== Source material

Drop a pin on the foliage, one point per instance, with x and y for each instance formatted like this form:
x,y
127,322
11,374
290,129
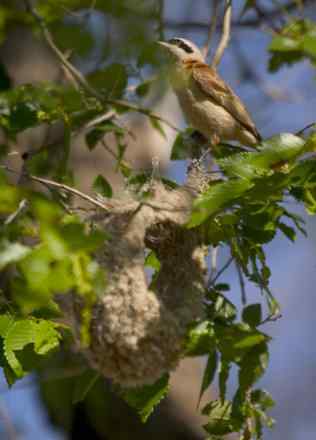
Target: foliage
x,y
48,252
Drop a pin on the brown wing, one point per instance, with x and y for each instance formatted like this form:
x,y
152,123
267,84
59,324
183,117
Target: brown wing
x,y
210,83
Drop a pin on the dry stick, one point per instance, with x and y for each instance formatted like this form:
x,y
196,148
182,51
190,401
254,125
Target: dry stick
x,y
69,189
77,75
225,35
62,186
242,284
212,29
211,282
249,23
8,425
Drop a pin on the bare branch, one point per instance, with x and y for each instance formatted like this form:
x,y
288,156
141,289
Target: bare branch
x,y
242,284
69,189
244,23
81,80
211,282
212,28
225,35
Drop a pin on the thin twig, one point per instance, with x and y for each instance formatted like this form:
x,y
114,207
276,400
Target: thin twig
x,y
17,212
225,35
220,272
212,28
81,80
160,16
214,254
61,186
271,318
242,284
244,23
69,189
300,132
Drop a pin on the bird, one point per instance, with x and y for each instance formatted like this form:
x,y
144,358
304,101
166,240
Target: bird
x,y
209,105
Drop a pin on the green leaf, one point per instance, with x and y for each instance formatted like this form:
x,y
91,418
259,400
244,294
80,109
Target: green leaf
x,y
220,421
235,340
143,89
262,398
184,145
209,373
223,376
157,126
12,253
20,334
276,150
200,340
102,186
253,365
287,231
284,44
145,399
83,384
217,197
252,314
221,308
46,337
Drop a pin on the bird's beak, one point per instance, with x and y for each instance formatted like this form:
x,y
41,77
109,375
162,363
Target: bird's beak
x,y
163,43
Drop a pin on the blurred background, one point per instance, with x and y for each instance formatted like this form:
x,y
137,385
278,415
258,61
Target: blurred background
x,y
282,101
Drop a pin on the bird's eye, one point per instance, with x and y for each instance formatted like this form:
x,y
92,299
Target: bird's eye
x,y
180,43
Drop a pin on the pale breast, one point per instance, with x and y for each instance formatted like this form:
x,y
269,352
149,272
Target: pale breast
x,y
204,115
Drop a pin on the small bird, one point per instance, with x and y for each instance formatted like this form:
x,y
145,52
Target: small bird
x,y
208,103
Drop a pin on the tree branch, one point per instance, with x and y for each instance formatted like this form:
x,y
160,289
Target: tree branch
x,y
249,23
225,35
69,189
58,185
212,28
81,80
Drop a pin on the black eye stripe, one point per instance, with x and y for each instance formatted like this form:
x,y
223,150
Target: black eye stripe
x,y
181,44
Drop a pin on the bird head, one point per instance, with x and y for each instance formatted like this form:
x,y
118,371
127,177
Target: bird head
x,y
182,50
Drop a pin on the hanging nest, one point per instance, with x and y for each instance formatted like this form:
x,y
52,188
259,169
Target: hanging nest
x,y
139,327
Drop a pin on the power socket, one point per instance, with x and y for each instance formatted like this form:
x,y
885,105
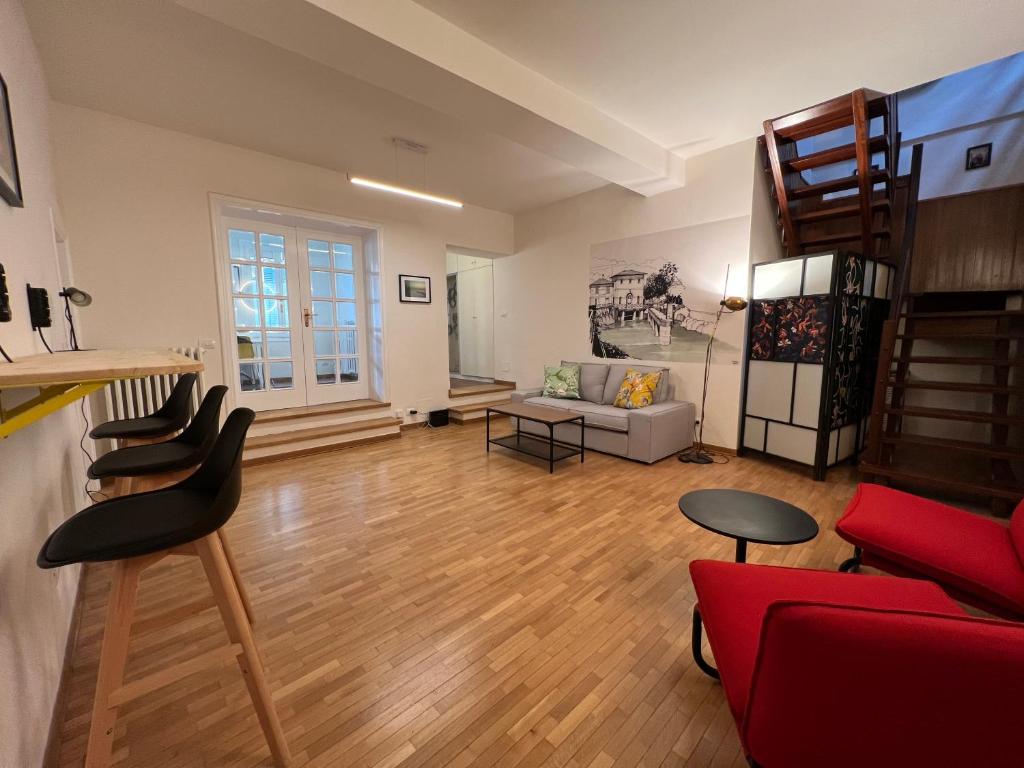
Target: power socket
x,y
5,315
39,307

====

# Goal
Please arrange every line of the listing above as a numbered list, skipping blank lines and leaving out the pictures.

# In response
1. Drop a pin on the foliage, one point per instance, with x and y for each instance formatted like this form:
2. x,y
3. 127,322
4. 11,374
5. 290,129
6. Target: foliage
7. x,y
8. 48,252
9. Drop a pin on the brown wing, one point per instance, with x and y for each instance formatted like this form:
10. x,y
11. 152,123
12. 267,84
13. 59,324
14. 183,117
15. Target: brown wing
16. x,y
17. 210,83
18. Drop a pin on the dry stick, one point per instance, with x and y for each instance formatted like this form:
19. x,y
20. 196,148
21. 182,51
22. 190,401
23. 254,125
24. Target: dry stick
25. x,y
26. 69,189
27. 77,75
28. 225,35
29. 62,186
30. 242,284
31. 212,29
32. 211,282
33. 249,23
34. 8,425
35. Drop a pin on the bare branch, one point per instance, with x and y for each instance formatted like this form:
36. x,y
37. 288,156
38. 141,289
39. Target: bare branch
40. x,y
41. 242,284
42. 69,189
43. 244,23
44. 81,80
45. 211,282
46. 212,28
47. 225,35
48. Drop a pin on the thin twig, one point per instance, with x and y for each instance formatted like this form:
49. x,y
50. 114,207
51. 276,400
52. Target: thin twig
53. x,y
54. 17,212
55. 225,35
56. 220,272
57. 212,28
58. 81,80
59. 160,16
60. 214,254
61. 61,186
62. 271,318
63. 242,284
64. 244,23
65. 69,189
66. 300,132
67. Drop a pin on the bird, one point per instance, with x and y for each instance formatted like this form:
68. x,y
69. 144,358
70. 304,101
71. 166,240
72. Target: bird
73. x,y
74. 209,105
75. Drop a pin on the green leaf, one point per instance, with x and y for each instance formatted like this form:
76. x,y
77. 91,418
78. 259,400
79. 244,294
80. 80,109
81. Target: green leaf
82. x,y
83. 220,421
84. 235,340
85. 143,89
86. 262,398
87. 184,145
88. 209,373
89. 223,376
90. 157,126
91. 12,253
92. 20,334
93. 276,150
94. 200,340
95. 102,186
96. 253,365
97. 287,231
98. 284,44
99. 145,399
100. 83,384
101. 217,197
102. 252,314
103. 221,308
104. 46,337
105. Drop a pin on the bird's beak, one point per instance, with x and y for each instance formatted like this form:
106. x,y
107. 41,77
108. 109,375
109. 162,363
110. Target: bird's beak
111. x,y
112. 163,43
113. Drop a pin on the blurred background, one point per instance, with x and y for each instance formatted like this form:
114. x,y
115. 137,385
116. 278,415
117. 258,61
118. Target: blurred background
119. x,y
120. 282,101
121. Drop a pin on the bird's eye, one point per instance, with x and y for each instance formatted like this form:
122. x,y
123. 92,299
124. Target: bird's eye
125. x,y
126. 180,43
127. Drop a pin on the pale breast, one point per instance, with x and y for each instance formatted like this form:
128. x,y
129. 269,352
130. 149,272
131. Target: pale breast
132. x,y
133. 204,115
134. Drop a pin on the small bird, one point per instance, with x and y for each instance formatted like this form:
135. x,y
136. 145,52
137. Target: small bird
138. x,y
139. 208,103
140. Drop a pin on the tree branch, one point per instance, with x and y for each instance formatted like this form:
141. x,y
142. 160,289
143. Target: tree branch
144. x,y
145. 249,23
146. 225,35
147. 69,189
148. 58,185
149. 212,28
150. 81,80
151. Drop a pin on the black eye stripe, one point per instance, with x and y for each instance formatted like this form:
152. x,y
153. 223,150
154. Target: black eye stripe
155. x,y
156. 181,44
157. Drop a pin on the bird head, one point per instance, with x and y for each instance formatted like this form:
158. x,y
159. 118,371
160. 127,177
161. Target: bird head
162. x,y
163. 182,50
164. Drop a pin on the hanging nest, one point per instance, with x and y for each instance formatted like this form:
165. x,y
166. 52,188
167. 259,169
168. Target: hanging nest
169. x,y
170. 139,327
171. Drop a pin on the power socket, one point per instance, with x and y for each instance formatted like this form:
172. x,y
173. 885,105
174. Target: power socket
175. x,y
176. 5,315
177. 39,307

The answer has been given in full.